文書の抜粋 –
•••••
「64-ロクヨン-前編-後編」"64"という事件から誰もが逃れられず、何処までも泥沼に嵌る。 | ゆきがめのシネマ。劇場に映画を観に行こっ!!

ゆきがめのシネマ。劇場に映画を観に行こっ!!

観てきた映画、全部、語っちゃいます!ほとんど1日に1本は観ているかな。映画祭も大好きで色々な映画祭に参加してみてます。最近は、演劇も好きで、良く観に行っていますよ。お気軽にコメントしてください。
スミマセンが、ペタの受付を一時中断しています。ごめんなさい。

「64 -ロクヨン- 前編 及び 後編-」を観てきました。


ストーリーは、


[前編]わずか1週間の昭和64年に発生した少女誘拐殺人事件・通称「ロクヨン」。事件は未解決のまま14年の時が流れ、平成14年、時効が目前に迫っていた。かつて刑事部の刑事としてロクヨンの捜査にもあたった三上義信は、現在は警務部の広報官として働き、記者クラブとの確執や、刑事部と警務部の対立などに神経をすり減らす日々を送っていた。そんなある日、ロクヨンを模したかのような新たな誘拐事件が発生する。


64

[後編]昭和64年に発生し、犯人が捕まらないまま迷宮入りした少女誘拐殺人事件・通称「ロクヨン」。事件から14年が過ぎた平成14年、新たな誘拐事件が発生。犯人は「サトウ」と名乗り、身代金2000万円を用意してスーツケースに入れ、父親に車で運ばせるなど、事件は「ロクヨン」をなぞっていたが……。

というお話です。


64

前編は、公開されて直ぐに観たのですが、どうしてもそれだけでは感想が書けず、後編の公開を待って、一緒に感想を書くことにしました。
•••••
抽出データ –
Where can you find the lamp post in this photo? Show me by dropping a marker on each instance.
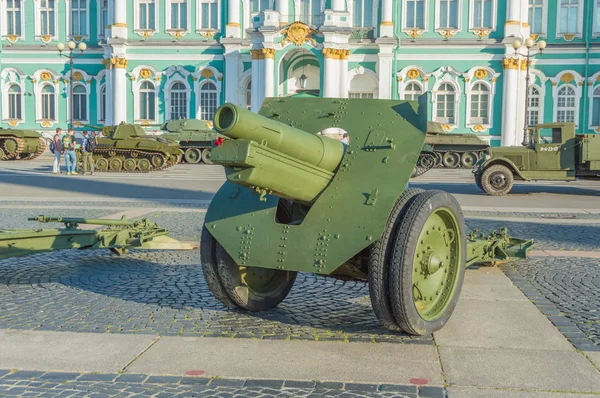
(71, 46)
(529, 44)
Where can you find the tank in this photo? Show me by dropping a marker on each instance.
(126, 148)
(20, 144)
(195, 137)
(298, 201)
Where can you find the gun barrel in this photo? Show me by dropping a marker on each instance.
(239, 123)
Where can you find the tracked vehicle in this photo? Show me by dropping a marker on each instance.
(297, 201)
(126, 148)
(20, 144)
(195, 138)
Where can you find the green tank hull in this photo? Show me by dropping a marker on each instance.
(20, 144)
(195, 137)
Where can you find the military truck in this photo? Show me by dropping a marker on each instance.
(553, 153)
(195, 137)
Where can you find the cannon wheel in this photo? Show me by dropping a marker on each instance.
(428, 263)
(379, 259)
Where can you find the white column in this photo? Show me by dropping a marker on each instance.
(119, 26)
(119, 89)
(232, 73)
(509, 102)
(386, 28)
(344, 73)
(284, 12)
(232, 28)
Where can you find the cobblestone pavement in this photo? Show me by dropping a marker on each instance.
(55, 384)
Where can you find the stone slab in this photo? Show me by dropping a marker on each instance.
(519, 369)
(292, 360)
(69, 352)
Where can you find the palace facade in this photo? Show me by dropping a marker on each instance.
(148, 61)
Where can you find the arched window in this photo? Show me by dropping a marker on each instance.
(412, 90)
(533, 110)
(480, 102)
(445, 104)
(14, 102)
(147, 101)
(596, 107)
(565, 105)
(179, 101)
(48, 103)
(79, 102)
(208, 101)
(363, 13)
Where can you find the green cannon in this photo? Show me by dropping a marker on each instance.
(119, 236)
(296, 200)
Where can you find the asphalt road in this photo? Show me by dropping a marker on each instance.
(192, 183)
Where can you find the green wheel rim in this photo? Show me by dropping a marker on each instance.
(437, 264)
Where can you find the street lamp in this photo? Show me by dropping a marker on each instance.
(529, 44)
(70, 47)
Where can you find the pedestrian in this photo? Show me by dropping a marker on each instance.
(69, 145)
(88, 145)
(57, 149)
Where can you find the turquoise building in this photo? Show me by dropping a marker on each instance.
(148, 61)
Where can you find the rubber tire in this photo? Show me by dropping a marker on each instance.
(401, 267)
(379, 259)
(208, 259)
(487, 187)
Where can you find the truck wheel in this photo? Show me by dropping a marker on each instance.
(497, 180)
(379, 260)
(210, 269)
(428, 263)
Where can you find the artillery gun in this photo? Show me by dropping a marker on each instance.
(20, 144)
(298, 201)
(195, 137)
(119, 236)
(126, 148)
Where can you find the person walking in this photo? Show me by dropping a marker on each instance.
(88, 145)
(57, 149)
(69, 145)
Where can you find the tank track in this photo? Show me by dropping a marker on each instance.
(128, 154)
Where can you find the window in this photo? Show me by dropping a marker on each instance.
(208, 101)
(415, 14)
(78, 17)
(448, 14)
(412, 91)
(179, 14)
(480, 101)
(178, 101)
(47, 27)
(536, 10)
(363, 13)
(79, 102)
(310, 12)
(102, 112)
(445, 99)
(596, 107)
(569, 16)
(13, 17)
(147, 101)
(565, 105)
(533, 109)
(482, 13)
(209, 14)
(14, 102)
(48, 103)
(147, 15)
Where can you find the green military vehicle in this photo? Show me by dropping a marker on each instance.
•••••
取り組む作業 –
(1) 文書の抜粋で、筆者は前編を公開直後に観たのに、すぐには感想を書いていない。その理由と、代わりにどうしたのかを、本文の記述に基づいて1〜3文で説明せよ。
(2) 次の(a)〜(c)が文書の抜粋の内容と合っているかを判断せよ。それぞれ「はい」か「いいえ」で答え、判断の決め手となる本文の語句をそのまま引用すること。
(a) 「ロクヨン」事件は、平成14年の時点ですでに解決していた。
(b) 三上義信は現在、警務部の広報官として働いている。
(c) 新たな誘拐事件の犯人は「サトウ」と名乗った。
(3) 文書の抜粋によると、平成14年の新たな誘拐事件で犯人が用意させた身代金はいくらか。

作業別の解答 –
(1) 前編は公開直後に観たが、前編だけではどうしても感想が書けなかったからだ。そのため後編の公開を待ち、前編と後編をまとめて感想を書くことにした。

(2)
(a) いいえ。「事件は未解決のまま14年の時が流れ」
(b) はい。「現在は警務部の広報官として働き」
(c) はい。「犯人は「サトウ」と名乗り」

(3) 2000万円。